- **O que fazer**
**A.** Passe para inglês a seguinte frase do texto sobre política e media: "Acresce que a promiscuidade entre os dois sistemas é agravada pela degradação dos padrões éticos e técnicos do jornalismo e pela mediocridade e vazio da vida política."
**B.** Segundo o texto sobre política e media, em que programa e em que canal foi proposto o tema sobre o qual o autor reflete?

==== Bloco de texto ====

A culpa é sempre dos outros?
Por Vicente Jorge Silva, In DN.
Têm-me perguntado insistentemente o que penso do já célebre livro de Manuel Maria Carrilho. Acontece que na Madeira, onde me encontro há mais de dez dias, nenhuma livraria o recebeu ainda, apesar de todo o lastro de furor mediático que acompanhou o seu lançamento, e que justificaria decerto uma maior destreza de distribuição por parte da respectiva editora em todo o território nacional. Do livro, portanto, sei apenas o que li nos jornais e (ou)vi na televisão, mas fiquei convencido, pela rapidez estonteante das reacções, que muitos dos supostos leitores de Carrilho poderiam estar também na Madeira como eu. Em qualquer caso, não tenho opinião sobre o que (ainda) não conheço e, por isso, limito-me a reflectir sobre o tema proposto no Prós e Contras de anteontem à noite na RTP. É um tema cuja pertinência se coloca muito para além dos argumentos orais e presumo que escritos invocados por Carrilho ou das suas teses conspirativas. E mesmo que Carrilho aja apenas por ressentimento, cegueira e incurável narcisismo, o pior que os que acreditam ainda na nobreza do jornalismo poderiam fazer era não assumir que o eco excepcional que o livro encontrou nos media reflecte, ironicamente, os sintomas de uma doença grave dos próprios media. Vivemos, de facto, num clima de promiscuidade crescente, perversa e quase irrespirável entre o sistema político e o sistema mediático, e nessa promiscuidade não existem actores verdadeiramente inocentes, como lembrou Pacheco Pereira (ele próprio, aliás, um dos comentadores e agentes políticos mais insinuantes, com presença semanal em duas colunas na imprensa escrita e num programa de debate na televisão). Acresce que a promiscuidade entre os dois sistemas é agravada pela degradação dos padrões éticos e técnicos do jornalismo e pela mediocridade e vazio da vida política. Um ambiente extremamente propício, portanto, aos pescadores de águas turvas que fazem o contrabando entre os dois lados (papel atribuído a agências de comunicação e assessores governamentais ou partidários). Se a isto somarmos a porosidade cada vez maior entre os negócios económicos e políticos, com uma malha apertada de troca de favores, o quadro está quase completo. Ficam ainda a pairar outras suspeitas de corrupção sórdida entre os vários elos da cadeia - pretexto para generalizações abusivas e inverosímeis (como pretendeu fazer Carrilho na RTP) mas que a engrenagem da promiscuidade institucionalizada favorece.

==== Excertos dos registos ====

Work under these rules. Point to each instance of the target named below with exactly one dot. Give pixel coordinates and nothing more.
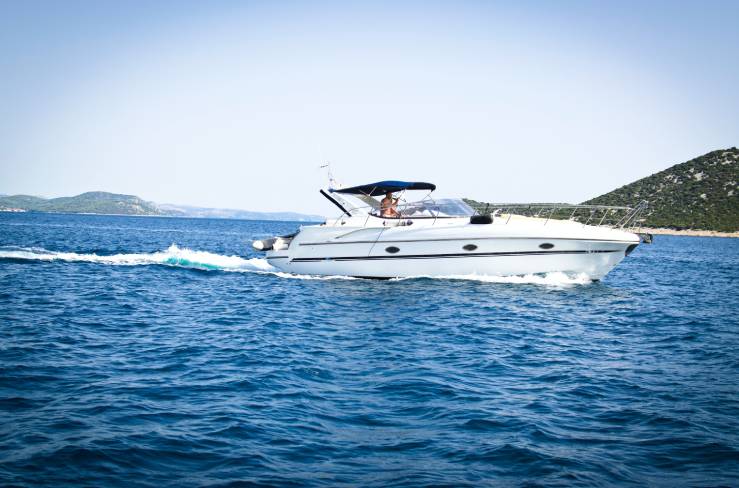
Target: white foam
(187, 258)
(173, 256)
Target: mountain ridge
(100, 202)
(699, 194)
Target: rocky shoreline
(689, 232)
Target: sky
(238, 104)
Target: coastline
(688, 232)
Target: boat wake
(173, 256)
(187, 258)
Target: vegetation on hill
(98, 202)
(702, 193)
(91, 202)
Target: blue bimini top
(382, 187)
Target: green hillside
(90, 202)
(699, 194)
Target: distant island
(699, 195)
(100, 202)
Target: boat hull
(401, 253)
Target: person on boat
(389, 206)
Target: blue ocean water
(163, 352)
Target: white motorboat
(446, 237)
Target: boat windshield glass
(443, 207)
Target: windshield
(443, 207)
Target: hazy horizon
(236, 105)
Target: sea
(161, 352)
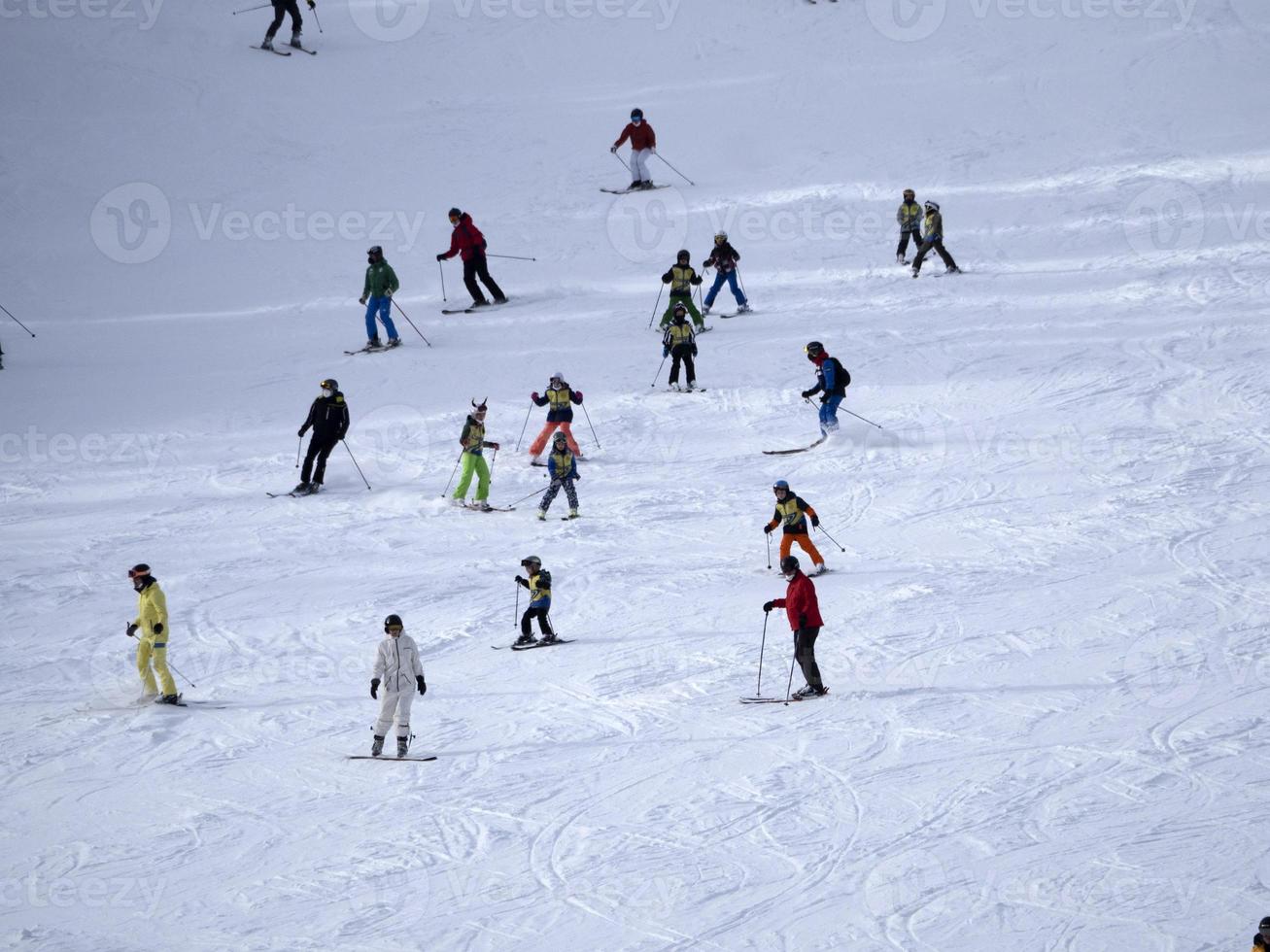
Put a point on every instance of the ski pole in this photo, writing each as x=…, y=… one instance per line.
x=790, y=686
x=446, y=491
x=675, y=170
x=658, y=372
x=355, y=463
x=758, y=690
x=864, y=418
x=592, y=426
x=173, y=667
x=19, y=323
x=410, y=323
x=656, y=306
x=831, y=538
x=528, y=413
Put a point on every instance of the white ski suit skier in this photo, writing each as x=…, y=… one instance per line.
x=397, y=673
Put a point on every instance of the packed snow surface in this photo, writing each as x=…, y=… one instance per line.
x=1046, y=626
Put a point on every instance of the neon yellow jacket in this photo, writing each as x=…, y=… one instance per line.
x=152, y=609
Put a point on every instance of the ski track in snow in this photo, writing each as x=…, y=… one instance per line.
x=1045, y=640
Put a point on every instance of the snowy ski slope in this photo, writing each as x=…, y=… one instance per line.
x=1046, y=638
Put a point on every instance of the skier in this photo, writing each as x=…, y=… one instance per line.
x=910, y=218
x=558, y=396
x=380, y=286
x=474, y=443
x=724, y=259
x=642, y=148
x=791, y=513
x=399, y=670
x=834, y=380
x=804, y=613
x=468, y=244
x=682, y=278
x=681, y=346
x=1261, y=940
x=280, y=9
x=563, y=467
x=934, y=230
x=152, y=621
x=329, y=421
x=540, y=600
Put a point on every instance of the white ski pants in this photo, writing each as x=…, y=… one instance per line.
x=394, y=702
x=639, y=165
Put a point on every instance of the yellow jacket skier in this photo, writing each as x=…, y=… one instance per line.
x=152, y=621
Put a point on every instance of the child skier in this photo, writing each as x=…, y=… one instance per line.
x=682, y=278
x=804, y=613
x=474, y=443
x=642, y=148
x=564, y=472
x=329, y=421
x=724, y=259
x=934, y=239
x=399, y=669
x=540, y=600
x=380, y=286
x=681, y=346
x=152, y=621
x=558, y=397
x=910, y=218
x=791, y=513
x=831, y=380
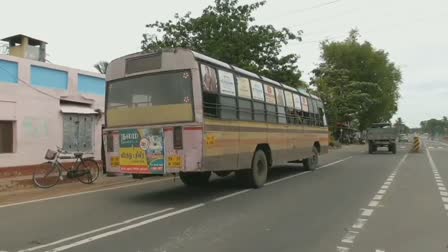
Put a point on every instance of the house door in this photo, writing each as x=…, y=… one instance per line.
x=78, y=132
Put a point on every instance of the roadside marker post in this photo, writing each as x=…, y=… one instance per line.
x=416, y=145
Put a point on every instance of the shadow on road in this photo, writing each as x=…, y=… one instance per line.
x=177, y=194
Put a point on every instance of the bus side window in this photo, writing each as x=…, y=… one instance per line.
x=210, y=91
x=271, y=113
x=228, y=107
x=245, y=109
x=210, y=104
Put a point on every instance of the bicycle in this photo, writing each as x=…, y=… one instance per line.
x=48, y=174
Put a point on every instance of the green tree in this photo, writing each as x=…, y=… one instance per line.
x=225, y=31
x=101, y=66
x=435, y=127
x=370, y=87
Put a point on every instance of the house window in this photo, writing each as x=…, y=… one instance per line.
x=49, y=78
x=6, y=136
x=9, y=72
x=78, y=132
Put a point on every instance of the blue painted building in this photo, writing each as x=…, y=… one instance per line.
x=44, y=105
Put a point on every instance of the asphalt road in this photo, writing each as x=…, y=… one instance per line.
x=354, y=202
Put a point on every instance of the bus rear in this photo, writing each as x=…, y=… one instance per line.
x=150, y=114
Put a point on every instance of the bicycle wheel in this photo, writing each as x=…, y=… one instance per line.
x=46, y=175
x=90, y=171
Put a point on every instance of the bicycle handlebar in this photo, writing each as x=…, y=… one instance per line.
x=60, y=150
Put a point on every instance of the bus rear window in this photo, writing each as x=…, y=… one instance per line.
x=151, y=99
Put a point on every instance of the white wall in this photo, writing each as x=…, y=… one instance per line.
x=39, y=124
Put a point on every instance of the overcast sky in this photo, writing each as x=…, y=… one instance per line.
x=80, y=33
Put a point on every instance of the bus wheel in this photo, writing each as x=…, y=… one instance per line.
x=222, y=173
x=194, y=178
x=259, y=171
x=311, y=163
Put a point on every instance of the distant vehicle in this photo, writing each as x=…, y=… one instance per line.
x=180, y=112
x=403, y=138
x=382, y=135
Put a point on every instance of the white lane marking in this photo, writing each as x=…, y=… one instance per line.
x=378, y=197
x=349, y=237
x=373, y=203
x=333, y=163
x=286, y=178
x=144, y=183
x=125, y=228
x=442, y=143
x=366, y=212
x=342, y=249
x=232, y=195
x=381, y=191
x=359, y=224
x=96, y=230
x=82, y=193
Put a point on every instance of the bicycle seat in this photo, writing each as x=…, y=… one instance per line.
x=78, y=154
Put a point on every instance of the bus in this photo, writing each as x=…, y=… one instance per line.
x=176, y=111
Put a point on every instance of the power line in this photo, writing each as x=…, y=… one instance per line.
x=317, y=6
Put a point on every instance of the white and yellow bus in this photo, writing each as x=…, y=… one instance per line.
x=181, y=112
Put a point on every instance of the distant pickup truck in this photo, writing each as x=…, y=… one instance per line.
x=382, y=135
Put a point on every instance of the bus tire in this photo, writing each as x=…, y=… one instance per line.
x=311, y=163
x=259, y=172
x=195, y=178
x=222, y=173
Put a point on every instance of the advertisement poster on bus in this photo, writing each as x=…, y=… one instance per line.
x=141, y=151
x=243, y=87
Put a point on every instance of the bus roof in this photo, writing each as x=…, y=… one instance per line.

====

- **As suas respostas**
**A.** Moreover, the promiscuity between the two systems is made worse by the decline in the ethical and technical standards of journalism and by the mediocrity and emptiness of political life.

**B.** No Prós e Contras, na RTP.